DOCUMENT EXCERPT |
(begin)
Book review: Data Pipelines with Apache Airflow by Bas P Harenslak and Julian R De Ruiter

data-pipelinesMy next review is on Data Pipelines with Apache Airflow by Bas P Harenslak and Julian R De Ruiter. The book was published in 2021, and is compatible with Airflow 2.0 which was released at the end of 2020.

Airflow is all about orchestrating the movement of data from sources such as APIs and so forth into other places, it originated in Airbnb. It is designed for batch processing, rather than streaming data, and for pipelines that do not change much.

Data pipelines in Airflow are represented as "directed acyclic graphs" or DAGs which are defined in Python code using "Operators" which carry out tasks. A graph is a collection of nodes (tasks in this case) with "edges" between them. The "directed acyclic" bit means tasks have a definite order, the edges between them are "directed", and the graph cannot have loops or cycles because that would imply having to finish a set of tasks before you could start them. Simple data pipelines would just be a linear set of tasks that always follow one from another, a more complicated pipeline might bring in data from several sources before combining them to produce a final data product.

The Operators are strung together using expressions of the form "operator 1 >> operator 2" or even "[operator 1, operator 2] >> operator 3". 

Operators do not have to use Python, they can invoke code in other languages such as the BashOperator, or interact with other systems such as databases or storage systems such as S3. It is relatively easy to write your own operators. Alongside operators that do stuff there are branch operators which select one or other path in the DAG, and there are also sensors which detect changes in filesystems and trigger work and hooks which form connections with external services. Dummy operators can be used to simplify the appearance of DAGs.

As an orchestration system the intention of operators is that they should not contain a great deal of code to process data, that function should be off-loaded to libraries or systems elsehwhere.

The Airflow system is comprised of a web server which allows you to observe / trigger execution of DAGs, a scheduler which is responsible for the scheduled running of DAGs and workers which do the actual work of the DAG. The Airflow system loops over the tasks defined in a DAG, and tries to execute tasks which depends on the tasks upstream of the task in question, if they have been successfully completed then a task can execute.
(end)
AIM 1 |
Rewrite the paragraph of the Airflow book review that begins "The Airflow system is comprised of" as a short list, keeping its main facts.

EXCERPTED DATA |
(begin)
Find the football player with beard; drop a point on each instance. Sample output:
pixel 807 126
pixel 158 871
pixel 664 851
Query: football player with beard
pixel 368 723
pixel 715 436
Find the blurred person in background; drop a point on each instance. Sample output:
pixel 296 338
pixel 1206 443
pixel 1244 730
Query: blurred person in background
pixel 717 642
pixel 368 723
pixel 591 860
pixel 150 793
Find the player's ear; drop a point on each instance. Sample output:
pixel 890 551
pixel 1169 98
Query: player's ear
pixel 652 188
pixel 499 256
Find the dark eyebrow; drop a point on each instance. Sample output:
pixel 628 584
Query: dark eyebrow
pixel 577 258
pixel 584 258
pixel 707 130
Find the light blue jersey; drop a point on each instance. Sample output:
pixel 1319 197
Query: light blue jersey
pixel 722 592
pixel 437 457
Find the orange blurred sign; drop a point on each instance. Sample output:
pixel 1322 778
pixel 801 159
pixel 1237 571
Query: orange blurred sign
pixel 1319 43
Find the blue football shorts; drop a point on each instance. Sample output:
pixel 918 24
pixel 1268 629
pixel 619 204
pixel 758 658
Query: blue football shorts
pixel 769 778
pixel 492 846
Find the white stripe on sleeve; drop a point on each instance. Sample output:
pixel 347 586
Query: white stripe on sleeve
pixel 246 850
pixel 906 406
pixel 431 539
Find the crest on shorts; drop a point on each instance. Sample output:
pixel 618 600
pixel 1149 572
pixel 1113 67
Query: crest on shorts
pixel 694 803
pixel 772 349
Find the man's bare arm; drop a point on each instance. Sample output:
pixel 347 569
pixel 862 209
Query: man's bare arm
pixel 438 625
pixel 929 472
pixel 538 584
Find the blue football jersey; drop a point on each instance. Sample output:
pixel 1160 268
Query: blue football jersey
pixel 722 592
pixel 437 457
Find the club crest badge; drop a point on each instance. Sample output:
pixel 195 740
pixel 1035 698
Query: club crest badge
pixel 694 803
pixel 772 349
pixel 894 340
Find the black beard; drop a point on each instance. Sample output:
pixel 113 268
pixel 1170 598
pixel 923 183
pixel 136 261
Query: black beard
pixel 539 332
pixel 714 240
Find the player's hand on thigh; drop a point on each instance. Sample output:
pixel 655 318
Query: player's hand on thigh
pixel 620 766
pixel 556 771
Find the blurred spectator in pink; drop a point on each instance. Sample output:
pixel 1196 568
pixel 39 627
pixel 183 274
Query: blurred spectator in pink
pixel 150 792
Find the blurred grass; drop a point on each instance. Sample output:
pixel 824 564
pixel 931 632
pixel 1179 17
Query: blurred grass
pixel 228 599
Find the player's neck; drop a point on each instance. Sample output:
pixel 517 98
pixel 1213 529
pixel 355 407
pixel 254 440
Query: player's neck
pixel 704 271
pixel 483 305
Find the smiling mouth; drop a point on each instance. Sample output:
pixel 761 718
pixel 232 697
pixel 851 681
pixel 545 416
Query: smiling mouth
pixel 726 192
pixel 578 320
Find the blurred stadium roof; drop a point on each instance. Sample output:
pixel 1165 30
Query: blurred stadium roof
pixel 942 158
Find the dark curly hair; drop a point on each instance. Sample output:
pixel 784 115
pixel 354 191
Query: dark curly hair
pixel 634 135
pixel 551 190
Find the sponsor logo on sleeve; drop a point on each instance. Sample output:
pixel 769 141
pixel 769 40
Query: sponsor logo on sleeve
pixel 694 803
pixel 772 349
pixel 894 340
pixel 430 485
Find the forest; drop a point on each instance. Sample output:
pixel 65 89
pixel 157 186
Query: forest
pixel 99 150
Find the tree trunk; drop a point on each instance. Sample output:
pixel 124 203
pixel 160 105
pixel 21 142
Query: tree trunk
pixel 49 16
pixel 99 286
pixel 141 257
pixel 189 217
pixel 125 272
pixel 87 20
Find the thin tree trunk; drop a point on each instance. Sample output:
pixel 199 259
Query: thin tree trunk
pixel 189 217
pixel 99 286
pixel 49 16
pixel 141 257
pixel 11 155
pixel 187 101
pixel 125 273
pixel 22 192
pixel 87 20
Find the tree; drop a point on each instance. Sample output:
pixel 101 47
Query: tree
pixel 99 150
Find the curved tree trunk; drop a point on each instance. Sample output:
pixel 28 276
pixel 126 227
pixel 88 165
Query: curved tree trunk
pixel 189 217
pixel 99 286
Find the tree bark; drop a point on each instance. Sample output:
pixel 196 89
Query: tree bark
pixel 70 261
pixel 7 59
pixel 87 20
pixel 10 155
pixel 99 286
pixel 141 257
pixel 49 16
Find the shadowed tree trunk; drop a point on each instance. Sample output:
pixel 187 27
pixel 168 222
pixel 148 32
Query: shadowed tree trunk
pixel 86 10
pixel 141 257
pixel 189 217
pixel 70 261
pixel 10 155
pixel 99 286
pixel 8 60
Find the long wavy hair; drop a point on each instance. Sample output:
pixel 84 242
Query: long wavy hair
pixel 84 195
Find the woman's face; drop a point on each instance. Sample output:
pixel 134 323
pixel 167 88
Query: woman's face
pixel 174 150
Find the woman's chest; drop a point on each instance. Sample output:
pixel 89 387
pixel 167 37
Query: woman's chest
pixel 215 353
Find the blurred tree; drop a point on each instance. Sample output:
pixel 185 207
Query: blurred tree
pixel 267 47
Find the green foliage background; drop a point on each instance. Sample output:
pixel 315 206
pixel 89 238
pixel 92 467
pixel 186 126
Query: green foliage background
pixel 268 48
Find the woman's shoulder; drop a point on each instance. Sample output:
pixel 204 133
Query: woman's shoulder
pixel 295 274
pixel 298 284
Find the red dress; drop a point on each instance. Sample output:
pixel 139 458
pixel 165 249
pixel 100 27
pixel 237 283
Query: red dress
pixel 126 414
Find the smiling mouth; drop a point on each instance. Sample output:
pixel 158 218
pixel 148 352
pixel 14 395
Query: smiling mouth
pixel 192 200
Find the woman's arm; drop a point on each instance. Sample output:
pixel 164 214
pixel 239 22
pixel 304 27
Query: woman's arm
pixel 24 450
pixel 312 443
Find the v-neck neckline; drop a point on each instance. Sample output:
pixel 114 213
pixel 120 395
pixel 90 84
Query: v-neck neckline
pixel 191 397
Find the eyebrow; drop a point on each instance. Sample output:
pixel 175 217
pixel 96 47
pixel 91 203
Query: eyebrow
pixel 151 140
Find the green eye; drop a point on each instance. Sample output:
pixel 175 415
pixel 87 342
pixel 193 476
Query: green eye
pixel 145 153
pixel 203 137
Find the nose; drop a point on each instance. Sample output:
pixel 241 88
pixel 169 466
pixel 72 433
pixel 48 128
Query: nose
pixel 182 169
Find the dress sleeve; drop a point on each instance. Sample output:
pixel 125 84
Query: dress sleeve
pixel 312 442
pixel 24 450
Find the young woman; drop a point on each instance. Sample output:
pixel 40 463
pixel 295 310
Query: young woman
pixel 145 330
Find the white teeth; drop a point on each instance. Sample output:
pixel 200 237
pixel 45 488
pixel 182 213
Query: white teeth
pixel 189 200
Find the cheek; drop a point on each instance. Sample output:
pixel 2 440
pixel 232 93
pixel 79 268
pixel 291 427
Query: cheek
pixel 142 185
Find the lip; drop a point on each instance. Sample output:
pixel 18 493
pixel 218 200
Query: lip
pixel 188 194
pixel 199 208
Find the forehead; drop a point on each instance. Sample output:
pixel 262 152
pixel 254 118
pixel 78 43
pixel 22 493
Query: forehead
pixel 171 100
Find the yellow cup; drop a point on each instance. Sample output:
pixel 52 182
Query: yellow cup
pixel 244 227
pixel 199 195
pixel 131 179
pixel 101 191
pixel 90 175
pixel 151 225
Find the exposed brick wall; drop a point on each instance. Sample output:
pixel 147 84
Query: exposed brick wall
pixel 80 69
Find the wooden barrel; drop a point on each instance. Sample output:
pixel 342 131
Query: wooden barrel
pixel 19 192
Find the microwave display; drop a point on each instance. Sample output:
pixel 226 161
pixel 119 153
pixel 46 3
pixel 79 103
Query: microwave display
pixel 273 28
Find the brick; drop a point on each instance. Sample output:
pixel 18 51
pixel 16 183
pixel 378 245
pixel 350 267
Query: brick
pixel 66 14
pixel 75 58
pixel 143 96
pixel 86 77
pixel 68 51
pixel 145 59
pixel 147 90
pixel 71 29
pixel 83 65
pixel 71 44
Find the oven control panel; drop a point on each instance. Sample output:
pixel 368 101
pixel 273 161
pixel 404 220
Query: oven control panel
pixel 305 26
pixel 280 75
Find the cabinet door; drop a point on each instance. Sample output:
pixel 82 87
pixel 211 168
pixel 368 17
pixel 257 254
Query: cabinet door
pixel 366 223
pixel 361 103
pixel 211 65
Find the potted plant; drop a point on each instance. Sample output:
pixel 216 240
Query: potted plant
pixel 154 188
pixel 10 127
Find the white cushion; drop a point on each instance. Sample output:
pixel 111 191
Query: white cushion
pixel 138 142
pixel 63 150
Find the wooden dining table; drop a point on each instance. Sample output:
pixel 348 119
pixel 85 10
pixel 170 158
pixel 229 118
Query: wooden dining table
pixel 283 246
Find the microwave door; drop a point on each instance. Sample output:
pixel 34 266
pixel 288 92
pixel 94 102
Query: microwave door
(end)
AIM 2 |
Show every line of the records that contains the string "logo". Case counts.

TASK ANSWER 1 |
- Web server: lets you watch and trigger DAG runs.
- Scheduler: runs DAGs on their schedule.
- Workers: do the actual work of the DAG.
- Airflow loops over a DAG's tasks and runs a task once the tasks upstream of it have completed successfully.

TASK ANSWER 2 |
Find the sponsor logo on sleeve; drop a point on each instance. Sample output:
Query: sponsor logo on sleeve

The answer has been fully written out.